** Goal **
Swap each "marker" in the records below for "pin", and write out all their lines again with nothing else changed and the pictures left out.

** Listing **
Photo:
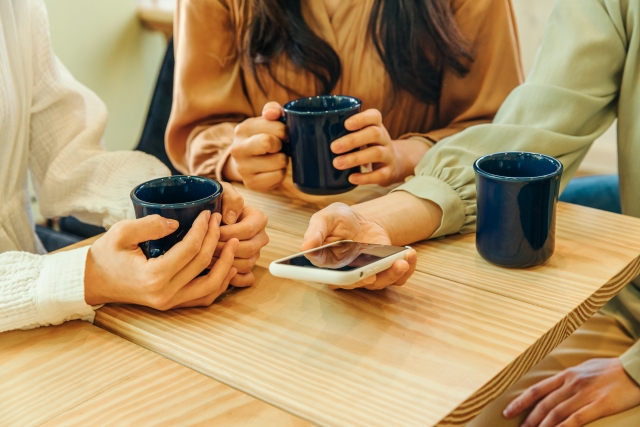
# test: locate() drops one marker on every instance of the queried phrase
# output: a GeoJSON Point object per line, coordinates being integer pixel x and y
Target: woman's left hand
{"type": "Point", "coordinates": [576, 396]}
{"type": "Point", "coordinates": [392, 161]}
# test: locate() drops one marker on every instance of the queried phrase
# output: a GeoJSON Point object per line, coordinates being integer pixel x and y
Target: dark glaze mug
{"type": "Point", "coordinates": [312, 125]}
{"type": "Point", "coordinates": [517, 197]}
{"type": "Point", "coordinates": [176, 197]}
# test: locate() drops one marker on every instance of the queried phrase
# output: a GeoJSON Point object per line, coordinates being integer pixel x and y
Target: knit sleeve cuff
{"type": "Point", "coordinates": [59, 292]}
{"type": "Point", "coordinates": [439, 192]}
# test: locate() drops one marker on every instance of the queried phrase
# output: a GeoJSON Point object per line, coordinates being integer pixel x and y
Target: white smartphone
{"type": "Point", "coordinates": [339, 263]}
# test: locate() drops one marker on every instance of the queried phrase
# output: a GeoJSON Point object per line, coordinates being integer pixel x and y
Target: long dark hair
{"type": "Point", "coordinates": [416, 40]}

** Task output **
Photo:
# test: locate() drops one pin on every instance of the queried phrase
# output: a GeoJSON Point object per line, coordinates being integer pixel x and y
Target: woman's left hand
{"type": "Point", "coordinates": [576, 396]}
{"type": "Point", "coordinates": [392, 161]}
# test: locate() drops one pin on every instance of the queried phrase
# output: a GeoJSON Point object per line, coordinates being integer pixel x and y
Target: dark glaze mug
{"type": "Point", "coordinates": [312, 125]}
{"type": "Point", "coordinates": [517, 197]}
{"type": "Point", "coordinates": [176, 197]}
# test: locate() drops one pin on every instance of the queried phrase
# output: a GeoJSON Point object per line, coordinates being integer pixel x and y
Target: knit sleeve cuff
{"type": "Point", "coordinates": [59, 292]}
{"type": "Point", "coordinates": [439, 192]}
# test: locate() drops one pin on every instance of the queried phrase
# output: a GeoJSON Point object per line, coordinates being integer pixel x and y
Target: white smartphone
{"type": "Point", "coordinates": [339, 263]}
# test: locate() drops one pin on every instance of the queried phrase
# output: a GeoJSON Point object per line, coordinates being integer pixel x and y
Target: long dark hair
{"type": "Point", "coordinates": [416, 40]}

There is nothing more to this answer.